[Location identification entries]

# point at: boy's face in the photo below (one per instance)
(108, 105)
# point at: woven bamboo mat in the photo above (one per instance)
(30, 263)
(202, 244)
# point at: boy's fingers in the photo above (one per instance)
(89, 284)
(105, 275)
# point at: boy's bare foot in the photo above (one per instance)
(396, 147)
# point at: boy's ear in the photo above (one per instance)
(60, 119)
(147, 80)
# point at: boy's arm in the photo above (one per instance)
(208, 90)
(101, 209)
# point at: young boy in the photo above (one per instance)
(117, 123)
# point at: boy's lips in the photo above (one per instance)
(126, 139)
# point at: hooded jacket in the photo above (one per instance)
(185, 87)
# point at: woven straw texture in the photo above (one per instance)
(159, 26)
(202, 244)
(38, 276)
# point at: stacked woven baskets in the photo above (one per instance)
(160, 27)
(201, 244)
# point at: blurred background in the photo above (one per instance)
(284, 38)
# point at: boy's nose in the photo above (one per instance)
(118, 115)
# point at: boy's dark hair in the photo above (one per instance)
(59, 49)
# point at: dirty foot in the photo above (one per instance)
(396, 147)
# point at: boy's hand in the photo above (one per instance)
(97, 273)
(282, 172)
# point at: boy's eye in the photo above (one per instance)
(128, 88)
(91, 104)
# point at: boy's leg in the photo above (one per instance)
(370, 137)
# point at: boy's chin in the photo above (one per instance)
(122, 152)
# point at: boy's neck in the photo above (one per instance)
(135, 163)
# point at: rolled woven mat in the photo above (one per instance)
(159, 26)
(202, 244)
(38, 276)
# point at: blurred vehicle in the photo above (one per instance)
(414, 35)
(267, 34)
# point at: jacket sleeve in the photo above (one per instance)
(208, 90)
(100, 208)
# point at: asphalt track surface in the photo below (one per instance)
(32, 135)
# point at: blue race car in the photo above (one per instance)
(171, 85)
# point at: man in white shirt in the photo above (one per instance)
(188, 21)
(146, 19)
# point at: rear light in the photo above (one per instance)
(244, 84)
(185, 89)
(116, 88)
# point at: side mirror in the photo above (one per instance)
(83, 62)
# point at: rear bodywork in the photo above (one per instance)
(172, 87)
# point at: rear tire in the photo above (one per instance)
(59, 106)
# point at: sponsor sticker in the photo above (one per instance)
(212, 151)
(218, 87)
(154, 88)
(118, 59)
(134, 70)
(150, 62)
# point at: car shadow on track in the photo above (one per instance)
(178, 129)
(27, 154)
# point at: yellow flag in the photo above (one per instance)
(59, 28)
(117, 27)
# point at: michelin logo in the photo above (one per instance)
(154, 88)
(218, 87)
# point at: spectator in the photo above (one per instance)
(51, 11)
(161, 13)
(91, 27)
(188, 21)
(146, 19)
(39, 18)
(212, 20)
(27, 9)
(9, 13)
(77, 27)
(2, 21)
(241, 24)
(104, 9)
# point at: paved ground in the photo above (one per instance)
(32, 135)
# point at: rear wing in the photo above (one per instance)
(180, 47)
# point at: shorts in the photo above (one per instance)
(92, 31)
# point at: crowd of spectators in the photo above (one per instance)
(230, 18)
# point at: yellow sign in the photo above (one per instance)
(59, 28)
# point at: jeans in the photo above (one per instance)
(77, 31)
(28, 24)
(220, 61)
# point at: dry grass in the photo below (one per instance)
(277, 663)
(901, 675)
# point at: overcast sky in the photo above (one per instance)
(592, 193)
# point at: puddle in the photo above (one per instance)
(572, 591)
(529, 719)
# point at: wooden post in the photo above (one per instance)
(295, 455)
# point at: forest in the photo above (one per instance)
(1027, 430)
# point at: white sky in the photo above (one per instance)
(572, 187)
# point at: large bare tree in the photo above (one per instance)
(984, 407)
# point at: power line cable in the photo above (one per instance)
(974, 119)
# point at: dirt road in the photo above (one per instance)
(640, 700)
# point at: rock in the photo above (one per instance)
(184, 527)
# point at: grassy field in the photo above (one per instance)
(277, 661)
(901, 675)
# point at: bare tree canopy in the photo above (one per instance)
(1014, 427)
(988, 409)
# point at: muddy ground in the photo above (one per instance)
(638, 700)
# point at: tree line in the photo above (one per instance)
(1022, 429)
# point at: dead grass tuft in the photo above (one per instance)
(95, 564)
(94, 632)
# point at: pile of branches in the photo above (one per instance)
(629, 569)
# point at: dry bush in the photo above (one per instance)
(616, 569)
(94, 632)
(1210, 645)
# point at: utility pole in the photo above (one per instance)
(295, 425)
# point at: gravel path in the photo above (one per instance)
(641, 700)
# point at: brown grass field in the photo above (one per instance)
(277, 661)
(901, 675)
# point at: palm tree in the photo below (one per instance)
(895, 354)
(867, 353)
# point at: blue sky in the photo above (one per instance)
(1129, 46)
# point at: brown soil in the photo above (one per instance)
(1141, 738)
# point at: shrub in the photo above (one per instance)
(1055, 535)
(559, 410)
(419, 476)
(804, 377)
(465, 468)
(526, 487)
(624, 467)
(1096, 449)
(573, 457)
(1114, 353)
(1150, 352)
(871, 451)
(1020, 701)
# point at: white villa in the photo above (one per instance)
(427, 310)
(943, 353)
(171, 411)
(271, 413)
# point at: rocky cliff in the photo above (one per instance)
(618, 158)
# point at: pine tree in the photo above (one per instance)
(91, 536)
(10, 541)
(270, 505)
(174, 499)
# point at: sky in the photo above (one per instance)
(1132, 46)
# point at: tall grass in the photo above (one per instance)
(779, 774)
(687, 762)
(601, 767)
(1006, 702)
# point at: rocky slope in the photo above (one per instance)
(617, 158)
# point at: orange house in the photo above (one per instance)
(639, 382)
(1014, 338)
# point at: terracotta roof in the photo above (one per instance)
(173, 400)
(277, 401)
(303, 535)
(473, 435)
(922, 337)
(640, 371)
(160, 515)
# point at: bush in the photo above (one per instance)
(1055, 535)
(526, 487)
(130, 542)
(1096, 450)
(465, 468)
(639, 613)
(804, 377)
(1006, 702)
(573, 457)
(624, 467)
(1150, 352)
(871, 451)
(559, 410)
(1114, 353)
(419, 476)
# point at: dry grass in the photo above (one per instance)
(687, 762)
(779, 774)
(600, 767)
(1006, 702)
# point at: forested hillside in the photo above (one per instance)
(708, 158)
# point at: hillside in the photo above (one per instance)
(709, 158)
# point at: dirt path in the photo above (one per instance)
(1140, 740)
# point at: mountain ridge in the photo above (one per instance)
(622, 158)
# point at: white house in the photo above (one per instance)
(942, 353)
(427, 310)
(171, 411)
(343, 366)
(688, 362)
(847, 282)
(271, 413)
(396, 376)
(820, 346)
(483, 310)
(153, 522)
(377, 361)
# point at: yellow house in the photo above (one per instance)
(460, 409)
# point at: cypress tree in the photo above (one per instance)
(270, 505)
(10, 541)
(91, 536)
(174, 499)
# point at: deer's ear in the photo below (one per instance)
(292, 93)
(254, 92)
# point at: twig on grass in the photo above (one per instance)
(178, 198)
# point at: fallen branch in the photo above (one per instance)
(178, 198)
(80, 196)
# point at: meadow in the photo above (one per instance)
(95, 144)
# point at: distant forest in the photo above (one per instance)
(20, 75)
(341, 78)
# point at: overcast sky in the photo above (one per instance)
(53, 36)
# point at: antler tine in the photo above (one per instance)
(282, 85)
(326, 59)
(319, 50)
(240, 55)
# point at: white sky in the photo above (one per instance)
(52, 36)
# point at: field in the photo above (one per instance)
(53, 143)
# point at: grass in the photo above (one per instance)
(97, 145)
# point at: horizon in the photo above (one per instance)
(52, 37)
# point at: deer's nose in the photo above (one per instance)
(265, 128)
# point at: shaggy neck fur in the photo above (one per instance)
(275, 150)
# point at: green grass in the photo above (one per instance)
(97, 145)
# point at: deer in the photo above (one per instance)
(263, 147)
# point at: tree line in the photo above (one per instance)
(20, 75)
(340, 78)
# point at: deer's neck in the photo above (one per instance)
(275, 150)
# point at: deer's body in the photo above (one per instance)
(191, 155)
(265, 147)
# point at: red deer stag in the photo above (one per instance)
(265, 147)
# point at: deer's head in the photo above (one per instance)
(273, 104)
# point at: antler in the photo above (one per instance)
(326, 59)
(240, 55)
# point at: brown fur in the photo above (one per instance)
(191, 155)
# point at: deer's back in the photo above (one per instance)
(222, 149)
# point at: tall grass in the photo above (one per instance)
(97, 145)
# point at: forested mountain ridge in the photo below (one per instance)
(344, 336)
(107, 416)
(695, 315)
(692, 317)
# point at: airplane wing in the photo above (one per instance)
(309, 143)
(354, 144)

▶ What is being asked:
Copy only the stretch running from the line containing "# point at: twig" to the final line of the entries, both ends included, exactly as it stands.

▶ Output of the task:
# point at: twig on grass in the photo above (one per instance)
(178, 198)
# point at: fallen branch in the photo above (one per instance)
(178, 198)
(80, 196)
# point at: meadow in the photo above (one per instance)
(95, 144)
# point at: distant forest in the photo above (one per instance)
(20, 75)
(341, 78)
# point at: overcast sky in the photo above (one per instance)
(53, 36)
# point at: antler tine in the photo above (one per instance)
(282, 85)
(326, 59)
(319, 50)
(240, 55)
# point at: white sky in the photo above (one per instance)
(52, 36)
# point at: field in the photo above (one per instance)
(53, 143)
# point at: grass in the photo above (one per instance)
(97, 145)
# point at: horizon in the photo above (one per instance)
(52, 37)
# point at: deer's nose in the photo above (one per instance)
(265, 128)
# point at: shaggy neck fur in the photo above (one per instance)
(275, 150)
# point at: green grass in the photo above (one per instance)
(97, 145)
# point at: deer in the photo above (one per instance)
(263, 147)
# point at: tree line in the photo above (one per instance)
(20, 75)
(340, 78)
# point at: deer's neck in the photo above (one per instance)
(275, 150)
# point at: deer's body in the photo above (one per instance)
(191, 155)
(265, 147)
# point at: red deer stag in the photo above (one per instance)
(265, 147)
# point at: deer's head in the photo above (one per instance)
(273, 104)
# point at: antler in the photo above (one per instance)
(326, 59)
(240, 55)
# point at: brown fur in the photo above (one per instance)
(191, 155)
# point at: deer's back in the photo above (one per instance)
(222, 149)
# point at: tall grass in the photo above (one per instance)
(97, 145)
# point at: forested mountain ridge in the photo below (one per instance)
(344, 336)
(107, 416)
(695, 315)
(692, 317)
# point at: airplane wing in the photo above (one per instance)
(309, 143)
(354, 144)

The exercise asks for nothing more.